━━━ Passage for review ━━━

Linden Grove Township is a township in Saint Louis County, Minnesota, United States. The population was 113 at the 2020 census.

State Highway 1 (MN 1) and State Highway 73 (MN 73) are two of the main routes in the township. Highway 1 runs east–west through the township. Highway 73 runs north–south through the township.

The unincorporated communities of Meadow Brook and Linden Grove are located within Linden Grove Township. Cook and Orr are both nearby.

Linden Grove Township was named for the groves of linden trees within its borders.

==Geography==
According to the United States Census Bureau, Linden Grove Township has a total area of 35.4 sqmi, all land.

The unincorporated community of Linden Grove, within Linden Grove Township, is located 14 miles south of Orr, and eight miles west of Cook.

The Little Fork River flows through the northwest, central, and southeast portions of Linden Grove Township.

Beaver Creek flows through the northwest part of the township.

The west–central and southern portions of Linden Grove Township are located within the Sturgeon River State Forest.

===Adjacent townships and communities===
The following are adjacent to Linden Grove Township:

- Field Township (east and northeast)

━━━

= Complete the following =
- 1) According to the passage on Linden Grove Township, why does the township have that name? Answer in one to three sentences.
- 2) In the passage on Linden Grove Township, what was the township's population at the 2020 census?
The stored data entries aren't needed for any of this.

━━━ Extracted information ━━━

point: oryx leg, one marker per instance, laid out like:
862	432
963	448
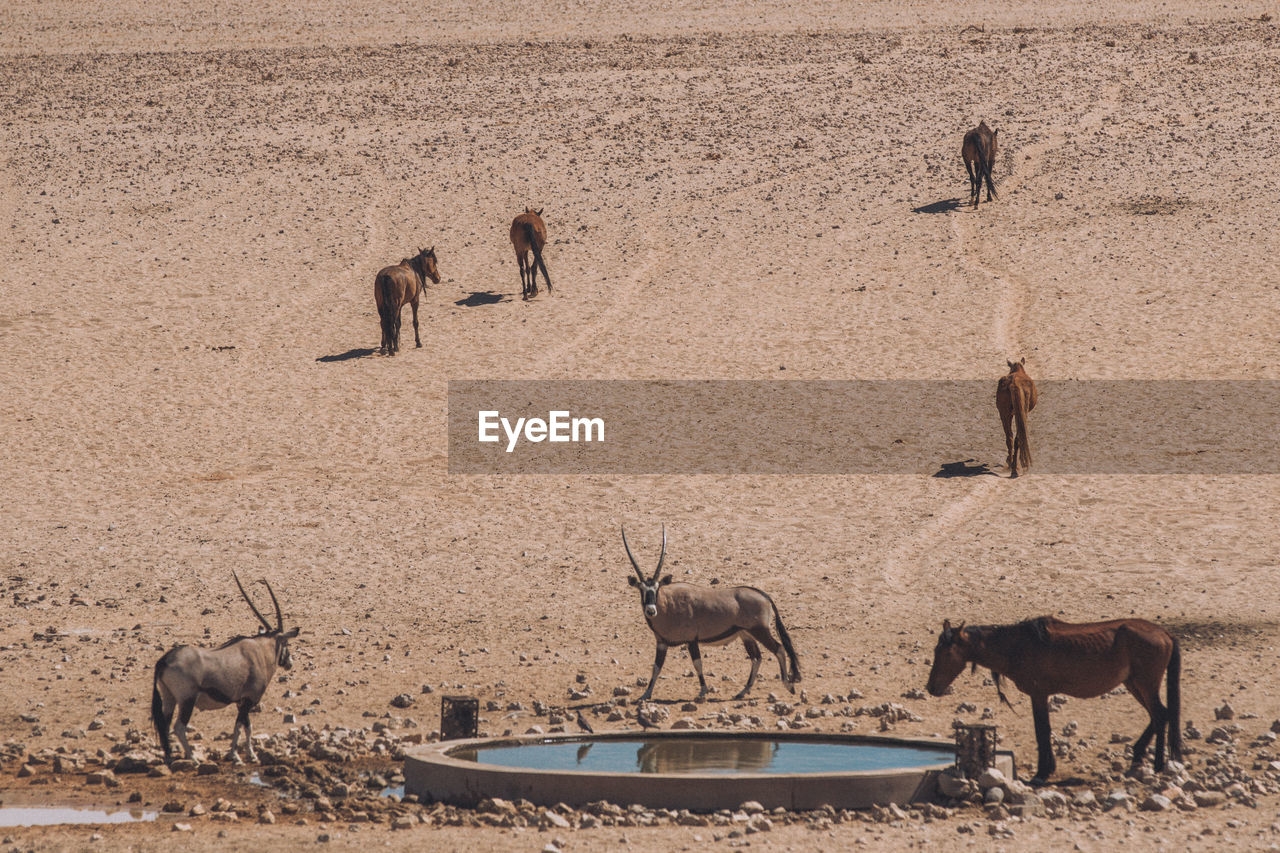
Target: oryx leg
658	660
165	724
766	638
753	651
696	655
242	720
184	712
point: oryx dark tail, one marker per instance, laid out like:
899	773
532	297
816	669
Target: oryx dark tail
538	254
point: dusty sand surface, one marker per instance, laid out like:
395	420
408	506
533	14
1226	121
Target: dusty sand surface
196	197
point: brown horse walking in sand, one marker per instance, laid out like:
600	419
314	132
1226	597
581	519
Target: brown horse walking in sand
1046	656
979	155
529	233
1015	397
394	286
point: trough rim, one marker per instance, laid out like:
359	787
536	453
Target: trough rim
438	753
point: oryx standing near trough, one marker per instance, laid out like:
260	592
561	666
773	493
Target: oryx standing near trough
689	615
237	671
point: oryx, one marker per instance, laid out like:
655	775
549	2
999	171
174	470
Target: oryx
688	615
237	671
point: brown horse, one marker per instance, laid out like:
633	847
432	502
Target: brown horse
1046	656
979	155
529	233
394	286
1015	397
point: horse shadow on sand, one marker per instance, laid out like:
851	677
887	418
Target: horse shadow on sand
483	297
348	355
945	205
965	468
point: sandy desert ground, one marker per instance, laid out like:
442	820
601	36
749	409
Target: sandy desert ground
196	197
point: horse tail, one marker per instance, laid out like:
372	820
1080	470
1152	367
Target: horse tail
538	254
1020	404
158	716
786	643
1175	701
385	309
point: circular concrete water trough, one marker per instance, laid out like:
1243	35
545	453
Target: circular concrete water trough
694	770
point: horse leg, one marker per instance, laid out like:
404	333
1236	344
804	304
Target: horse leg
696	655
1148	697
753	651
417	341
659	657
1006	420
1043	740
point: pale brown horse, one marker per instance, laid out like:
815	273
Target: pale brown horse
529	233
1046	656
394	286
1015	397
979	155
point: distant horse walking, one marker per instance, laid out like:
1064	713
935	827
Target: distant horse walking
394	286
528	232
1015	397
979	156
1046	656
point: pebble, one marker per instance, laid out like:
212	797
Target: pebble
1156	803
992	778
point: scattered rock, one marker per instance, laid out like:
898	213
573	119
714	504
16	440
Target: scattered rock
1208	798
1156	803
992	778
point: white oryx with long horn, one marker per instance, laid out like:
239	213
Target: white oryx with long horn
690	615
237	671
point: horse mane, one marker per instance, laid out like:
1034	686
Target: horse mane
1034	630
1029	632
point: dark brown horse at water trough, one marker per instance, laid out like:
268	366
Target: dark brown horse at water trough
529	235
979	155
1015	397
394	286
1046	656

━━━

= List of answers =
- 1) The township was named for the groves of linden trees within its borders.

- 2) 113